OBJECTIVE: Please reproduce every one of the rows below line for line, with no changes.

-- BEGIN RECORDS TO USE --

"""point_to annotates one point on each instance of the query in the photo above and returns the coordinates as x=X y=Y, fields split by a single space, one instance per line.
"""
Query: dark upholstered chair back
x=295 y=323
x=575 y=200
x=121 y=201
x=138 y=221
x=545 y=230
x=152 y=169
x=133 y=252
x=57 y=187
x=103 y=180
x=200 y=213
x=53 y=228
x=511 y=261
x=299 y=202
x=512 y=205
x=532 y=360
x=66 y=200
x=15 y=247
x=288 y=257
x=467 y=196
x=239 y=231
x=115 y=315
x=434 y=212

-- END RECORDS TO USE --

SOLVED EXERCISE:
"""point_to annotates one point on each instance of the query in the photo above and returns the coordinates as x=X y=Y, fields split by a single space, one instance per line.
"""
Query: dark upholstered chair back
x=295 y=323
x=575 y=200
x=121 y=201
x=138 y=221
x=545 y=230
x=152 y=169
x=133 y=252
x=57 y=187
x=103 y=180
x=200 y=213
x=53 y=228
x=511 y=261
x=299 y=202
x=512 y=205
x=532 y=360
x=66 y=200
x=15 y=247
x=288 y=257
x=467 y=196
x=239 y=231
x=115 y=315
x=434 y=212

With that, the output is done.